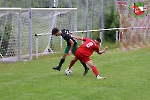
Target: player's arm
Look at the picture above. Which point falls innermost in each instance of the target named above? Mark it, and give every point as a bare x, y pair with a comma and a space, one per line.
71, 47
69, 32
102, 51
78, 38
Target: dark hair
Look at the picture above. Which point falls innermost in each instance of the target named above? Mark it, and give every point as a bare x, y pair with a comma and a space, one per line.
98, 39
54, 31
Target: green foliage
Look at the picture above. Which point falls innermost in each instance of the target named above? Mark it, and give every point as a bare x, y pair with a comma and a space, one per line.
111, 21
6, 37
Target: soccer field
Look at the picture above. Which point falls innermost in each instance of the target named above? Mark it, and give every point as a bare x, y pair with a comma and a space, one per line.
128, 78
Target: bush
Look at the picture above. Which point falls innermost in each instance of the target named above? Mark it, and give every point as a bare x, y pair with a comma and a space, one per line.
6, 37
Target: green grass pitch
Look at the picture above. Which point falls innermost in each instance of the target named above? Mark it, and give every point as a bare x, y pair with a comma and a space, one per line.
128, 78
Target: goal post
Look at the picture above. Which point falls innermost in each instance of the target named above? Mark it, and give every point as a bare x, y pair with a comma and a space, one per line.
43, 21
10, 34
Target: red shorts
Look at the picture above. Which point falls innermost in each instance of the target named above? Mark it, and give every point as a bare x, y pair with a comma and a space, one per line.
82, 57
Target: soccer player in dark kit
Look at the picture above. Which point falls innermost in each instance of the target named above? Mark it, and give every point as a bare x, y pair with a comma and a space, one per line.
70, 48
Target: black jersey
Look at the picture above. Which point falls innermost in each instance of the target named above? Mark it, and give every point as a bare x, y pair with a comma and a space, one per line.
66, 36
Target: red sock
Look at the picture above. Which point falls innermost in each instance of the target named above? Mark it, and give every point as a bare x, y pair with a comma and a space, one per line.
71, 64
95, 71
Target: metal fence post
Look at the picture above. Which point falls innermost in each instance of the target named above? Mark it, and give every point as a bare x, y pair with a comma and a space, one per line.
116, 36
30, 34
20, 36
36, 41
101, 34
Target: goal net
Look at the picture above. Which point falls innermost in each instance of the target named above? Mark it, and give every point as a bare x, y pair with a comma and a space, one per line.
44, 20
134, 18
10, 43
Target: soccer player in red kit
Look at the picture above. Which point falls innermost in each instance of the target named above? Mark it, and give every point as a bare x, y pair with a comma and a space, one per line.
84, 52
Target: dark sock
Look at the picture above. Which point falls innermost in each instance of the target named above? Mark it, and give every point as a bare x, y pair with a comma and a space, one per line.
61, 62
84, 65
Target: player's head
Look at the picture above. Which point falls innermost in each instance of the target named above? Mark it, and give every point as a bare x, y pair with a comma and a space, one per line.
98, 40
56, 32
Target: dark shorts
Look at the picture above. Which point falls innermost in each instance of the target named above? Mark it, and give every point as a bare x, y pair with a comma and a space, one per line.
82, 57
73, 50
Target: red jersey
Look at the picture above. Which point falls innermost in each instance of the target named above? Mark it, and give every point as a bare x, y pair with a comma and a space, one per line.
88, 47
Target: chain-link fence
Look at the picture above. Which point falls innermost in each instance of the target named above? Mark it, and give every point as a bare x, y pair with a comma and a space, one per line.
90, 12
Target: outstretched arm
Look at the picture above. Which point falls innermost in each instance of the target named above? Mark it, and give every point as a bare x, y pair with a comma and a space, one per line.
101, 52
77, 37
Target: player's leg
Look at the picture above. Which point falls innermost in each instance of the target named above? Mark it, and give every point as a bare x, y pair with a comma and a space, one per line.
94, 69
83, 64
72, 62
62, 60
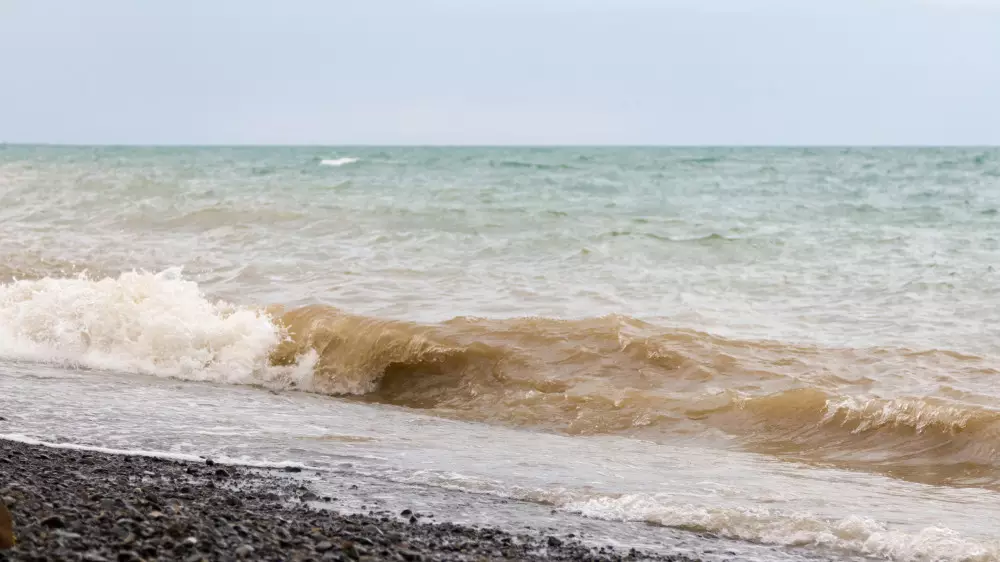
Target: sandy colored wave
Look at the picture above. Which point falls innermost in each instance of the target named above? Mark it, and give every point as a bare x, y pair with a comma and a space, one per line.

● **WORK TO COMPLETE**
Every record must be copied exactly, with the pictures left out.

● **RESPONSE AREA**
Target: player's arm
Look at the picture above. Which point falls innermost in each instance of the target named above? Mark it, and give every point as a bare x, y pair with a comma and a space, one per line.
71, 47
69, 32
102, 51
78, 38
Target: dark hair
Look at the picture above. Which point falls innermost in each instance of the target named above? Mark it, and give every point as a bare x, y pair with a comma and a space, one per line.
98, 39
54, 31
Target: green foliage
Look at the picture above. Which point falls innermost in each instance of the target named above? Mark it, and give every point as a bare x, y pair with a comma and a space, one per line.
111, 21
6, 37
Target: soccer field
Look at the picture above. Which point falls innermost in each instance of the target named above? Mark it, and give every point as a bare x, y pair with a comma and a space, one per line.
128, 78
Target: bush
Look at the picture above. Which point falls innermost in each instance of the target named above? Mark it, and give every point as a bare x, y pair with a comma and a space, one per line.
6, 37
Target: green grass pitch
Look at the picture above. Which point falls innermost in each instance of the target named above? Mark it, and give every point as a bare x, y pair with a comma and a space, one per line.
128, 78
Target: goal post
Look at the picture above. Which point falls innermost in each instance of the target named above? Mark it, and give every point as a bare x, y pair with a comma and a space, one per line.
43, 21
10, 34
Target: red shorts
Look at the picture above. Which point falls innermost in each instance of the target named above? Mark it, and give every point as a bare x, y pair with a comma and a space, one per line.
82, 57
Target: soccer player in dark kit
Look at the picture above. Which point falls innermost in each instance of the target named above? Mark it, and give every point as a bare x, y pair with a comma and a space, one per line.
70, 48
Target: black jersey
Look at the picture above. Which point falls innermost in each instance of the target named above? Mark it, and give every point as a bare x, y pair with a comma and a space, one per line.
66, 36
Target: red sock
Look at the picture above. Which point falls innermost in each instance of the target named above? Mark it, and give every point as a bare x, y pair with a comma and a space, one per line.
71, 64
95, 71
Target: metal fence post
Look at the picture above. Which point falls innermost in each instance of the target named above? Mark it, and give every point as a bare x, y pair with a comma and a space, one per line.
116, 36
30, 34
20, 36
36, 41
101, 34
Target: goal net
Look at the picture above. Which point falls innermost in each instance of the target named above? Mark it, and give every point as a bare x, y pair with a comma and a space, one per line.
44, 20
134, 18
10, 43
Target: soccer player in red kit
Look at the picture above. Which point falls innermost in each instance of the target named above? Mark it, and give every point as a bare x, y pair with a comma and a space, one per line.
84, 52
Target: dark sock
Look at the picture above. Which point falls innermost in each instance of the target named above? Mark it, and give every point as a bare x, y pair with a comma and a space, one per line.
61, 62
84, 65
Target: player's head
Look at the picture above. Which point falls innermost in each instance of the target named above? Mark it, and give every point as a bare x, y pair with a comma and a space, one per line.
98, 40
56, 32
Target: dark shorts
Look at the picture above. Which point falls innermost in each instance of the target named above? Mark it, and give every point as a bare x, y pair with a comma and a space, one per line.
82, 57
73, 50
Target: red jersey
Look at the picture above. Which point falls innermost in each instance of the target named above? Mark it, and give every point as a bare x, y pair with a comma and a space, one per line.
88, 47
Target: chain-link fence
Look at the picture above. Which point falls innermost in each instance of the target named above? Mark it, and give every point as a bare x, y pair with a comma and a space, one per line.
90, 12
Target: outstretched arm
Look at the picture above. Which point falls innermost in each instance of the target named above? Mark it, and give every point as a bare x, y pair with a comma and a space, one per line.
101, 52
77, 37
Target: player's leg
Look at the picture above. Which point falls innermost in each instance of the target named above? Mark it, and give every point as a bare x, y pair with a comma and a space, one per line.
94, 69
83, 64
72, 62
62, 60
Target: sandy colored wave
Look at the picture above. Which point falls innermost in each instance of the target named above? Mark it, and give every point as a bare x, y pair with a comma and a space, one per line.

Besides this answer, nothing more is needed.